Opis zadania -> Przepisz bez żadnych zmian zamieszczony niżej tekst o połowie karpi, zaczynając od słów "Niektóre zanęty psują" i kończąc na słowach "świeżej zanęty (przynęty).".

Fragment dokumentu ->
• • • •

Maraton karpiowy

W porannym słońcu.

Zanim położyłem się, rozkoszując się ciepłem śpiwora i wygodnym materacem, musiałem się jeszcze posmarować kremem przeciwko ukąszeniom komarów. Poranek sprawił mi miłą niespodziankę. Stalowoniebieskie, bezchmurne niebo zwiastowało ciepły i pogodny dzień. Przemyłem twarz chłodną wodą, odpędzając resztki snu. wpuściłem pierwsze promienie słońca do namiotu i ułożyłem się wygodnie delektując się ładną pogodą. Po chwili zabrałem się do przygotowania śniadania. Nie tylko ja jeden byłem głodny – tuż przy brzegu brodziła czapla, polująca na drobnicę. W nadziei, że i karpie powinny mieć też dobry apetyt, zacząłem montować wędki. Wystrzeliłem procą parę kulek proteinowych w poprzednio upatrzone miejsce i zarzuciłem wędki. Kulki proteinowe przechowuję zawsze w lodówce turystycznej. Nawet zupełnie zamrożone szybko odzyskują w wodzie pożądaną konsystencję. Dzięki takiemu przechowywaniu są one zdatne do użycia nawet po kilku dniach. Nie zachodzi tu konieczność stosowania środków konserwujących.

Często zdarza się, że bez przetrzymywania w lodówce, nawet uprzednio zamrożone kulki proteinowe pleśnieją. Co prawda łowiłem już karpie i na zapleśniałe kulki, ale nigdy nie jestem pewien, czy nie są one szkodliwe dla ryb (oczywiście tych, które pozostają nadal w wodzie). Z tego względu, zapleśniałe kulki, wrzucam zawsze do torebki plastikowej, a te do worka na odpadki z biwaku.

Kwaśniejąca zanęta

Niektóre zanęty psują się jeszcze szybciej. Przykładowo, świeżo ugotowana kukurydza, lub kukurydza z puszki po jej otworzeniu, kwaśnieją już na drugi dzień. Tylko szybkie zużycie chroni ją przed popsuciem się. Nie zmusza nas to bynajmniej do przedwczesnego przerwania wędkowania. Podobnie jak przygotowujemy ciągle świeży posiłek dla siebie, musimy także nastawić się na przygotowywanie świeżej zanęty (przynęty).

Suche składniki zanęty, lub gotowa już sucha mieszanka na kulki proteinowe, nie powinny być zbyt dużym dociążeniem naszego ekwipunku. Świeże jajka, potrzebne do zrobienia kulek proteinowych, kupujemy na miejscu lub zabieramy ze sobą w lodówce turystycznej. Należy pamiętać, że do nadania odpowiedniego kształtu kulkom proteinowym potrzebna jest gładka powierzchnia. Najlepiej jest zabrać ze sobą jakąś większą deseczkę. Konieczny staje się dodatkowy garnek, niezbędny do procesu utwardzania kulek. Łatwo sobie wyobrazić, jak smakowałby np. makaron gotowany w tym samym garnku, w którym były wcześniej kulki proteinowe.

• • • •

Wyciąg danych ->
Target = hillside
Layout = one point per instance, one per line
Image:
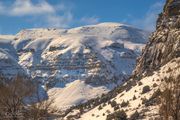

• • • •

Odpowiedź na zadanie ->
Niektóre zanęty psują się jeszcze szybciej. Przykładowo, świeżo ugotowana kukurydza, lub kukurydza z puszki po jej otworzeniu, kwaśnieją już na drugi dzień. Tylko szybkie zużycie chroni ją przed popsuciem się. Nie zmusza nas to bynajmniej do przedwczesnego przerwania wędkowania. Podobnie jak przygotowujemy ciągle świeży posiłek dla siebie, musimy także nastawić się na przygotowywanie świeżej zanęty (przynęty).